▶ _EXTRAIT DE LA PAGE_:
============================================================

Aujourd’hui je suis fier. Je peux me regarder dans la glace sans y voir l’image d’un salaud. Oui, aujourd’hui je deviens membre du cercle des gens bien.
J’ai acheté un vélo.
Oui j’habite en ville et j’ai acheté un vélo. Mais attention, pas n’importe lequel. Non, pas un truc de grande enseigne fabriqué par des mineurs asiatiques. Un machin de marque made in France, sans cheval à l’intérieur. Double ration de félicitations. Montebourg ne devrait pas tarder à venir me décorer.
J’ai enfourché l’appareil que le vendeur a parfaitement ajusté à ma taille et je me suis senti revivre. Ah déambuler en ville avec pour seul bilan carbone ce qui sort des poumons, quelle satisfaction! On a tellement gueulé sur ces connards d’automobilistes qui veulent rouler à plus de 30 en ville et sont responsables de la disparition des neiges du Kilimandjaro, et éventuellement de quelques milliers de morts par an… Je déambule donc en mode circulation douce (c’est un néologisme pour dire tout sauf bagnole et moto, le bus ça compte pas). Et comme je suis devenu tout à coup un éco citoyen, éco responsable, je me sens libéré d’un lourd fardeau, celui du poids de la culpabilité sans doute.

============================================================

▶ _CONSIGNES_:
1. D'après l'extrait de la page, qu'a fait le vendeur avec le vélo ?
2. Énumérez tous les moyens de transport cités entre parenthèses dans l'extrait de la page.
3. Recopiez le passage de l'extrait de la page qui va de "Aujourd’hui je suis" jusqu'à "des gens bien.".

▶ _DONNÉES ENREGISTRÉES_:
============================================================

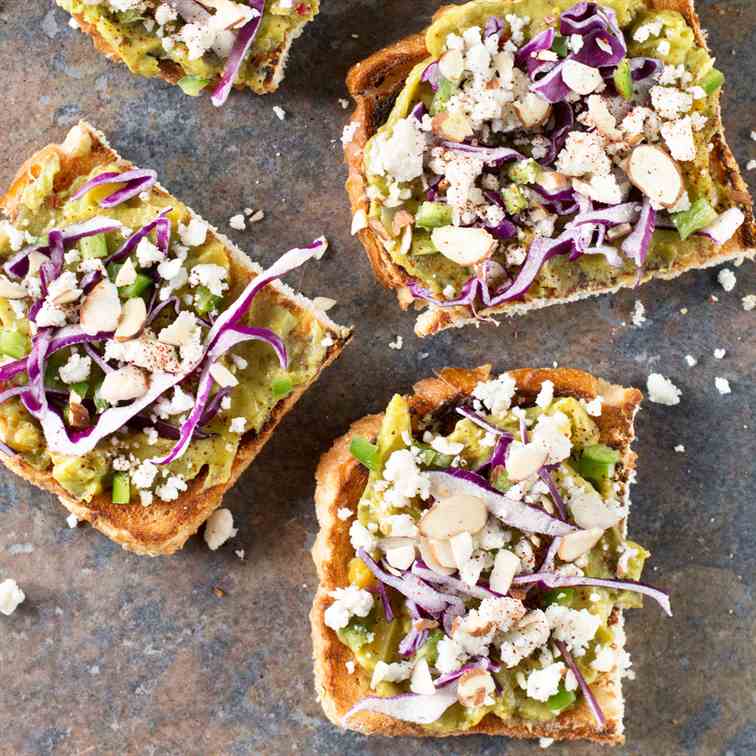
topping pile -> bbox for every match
[0,142,333,505]
[324,374,671,729]
[364,3,744,311]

============================================================

▶ _CORRIGÉ_:
1. Il l'a parfaitement ajusté à la taille de la personne qui raconte.

2. bagnole, moto, bus

3.
Aujourd’hui je suis fier. Je peux me regarder dans la glace sans y voir l’image d’un salaud. Oui, aujourd’hui je deviens membre du cercle des gens bien.